- [Page text]:
Dead of Night

D: Alberto Cavalcanti, Basil Dearden, Robert Hamer, Charles Crichton; with Mervyn Jones, Michael Redgrave, Sally Ann Howes, Miles Malleson, Googie Withers, Basil Radford.
VHS Home Video

If you're looking for Halloween gore, you won't find it here in this nightmare anthology film. This 1945 classic chiller hails from Great Britain, a land renowned for restraint, so it's not surprising it packs more of a mental than a visceral punch. The beginning, in which various travelers are led by their dreams to a spooky house in the country, borders on self-parody, but Michael Redgrave's role as a disbelieved and disbelieving ventriloquist, whose dummy turns into a nasty human (but only in Redgrave's presence, of course), is memorable enough to dispel any gloomy presentiments about the rest of the film. -- Clay Smith


Dario Argento: Master of Horror

D: Lewis Coates; with Dario Argento.
VHS Home Video
I Luv Video, 4631 Airport Blvd.

- [Entries]:
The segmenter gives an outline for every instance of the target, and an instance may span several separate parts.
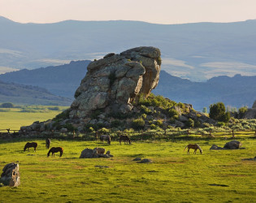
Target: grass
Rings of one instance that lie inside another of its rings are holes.
[[[241,135],[242,136],[242,135]],[[29,140],[0,140],[0,169],[19,161],[21,184],[0,188],[0,202],[255,202],[256,139],[236,137],[245,149],[210,150],[222,138],[198,139],[201,155],[184,151],[193,141],[144,141],[111,145],[99,141],[52,140],[63,156],[46,158],[44,140],[36,153],[22,151]],[[111,150],[112,158],[80,159],[85,148]],[[135,158],[150,158],[141,164]],[[95,167],[102,166],[108,167]]]
[[[42,113],[41,110],[50,106],[28,106],[27,109],[34,110],[36,112],[21,112],[24,108],[11,108],[7,112],[0,111],[0,129],[13,129],[19,130],[21,126],[31,125],[34,121],[46,121],[54,118],[61,113],[65,106],[59,106],[60,110],[46,110]],[[6,110],[0,108],[0,110]],[[3,131],[2,131],[3,132]]]

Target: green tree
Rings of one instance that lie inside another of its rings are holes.
[[[226,108],[223,102],[210,105],[209,116],[210,119],[225,123],[230,119],[230,114],[226,112]]]

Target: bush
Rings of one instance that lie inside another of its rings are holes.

- [Tasks and exercises]:
A: According to the video reviews, why is it not surprising that Dead of Night hits harder mentally than viscerally?
B: In the video reviews, what role does Michael Redgrave play in Dead of Night?
C: Go on with the video reviews from the point where they end.

- [The responses]:
A: The film comes from Great Britain, which the review calls a land renowned for restraint. That is why its punch is more mental than visceral.

B: He plays a disbelieved and disbelieving ventriloquist.

C:
Italian exploitation filmmaker "Lewis Coates" (aka Luigi Cozzi, the fellow who brought you the fun Alien rip-off Alien Contamination) is the man behind this disappointing follow-up to Michele Soavi's excellent Dario Argento's World of Horror, which covered the career of the celebrated horror director with a combination of bizarre wit and stylish visuals appropriately similar to the maestro's own unique filmmaking style. The same cannot be said of this workmanlike effort, in which badly matted film clips from Argento's more recent movies mingle with shot-on-video interviews with his peers, critics, and, of course, the man himself. Although this isn't going to convert unbelievers into the Argento cult, it might be worth a look for die-hard fans, who won't want to miss the intriguing behind-the-scenes footage from Two Evil Eyes, Trauma, and the masterful Opera. -- Joey O'Bryan


The Slumber Party Massacre

D: Amy Jones; with Michele Michaels, Robin Stille, Jennifer Meyers, Michael Villela.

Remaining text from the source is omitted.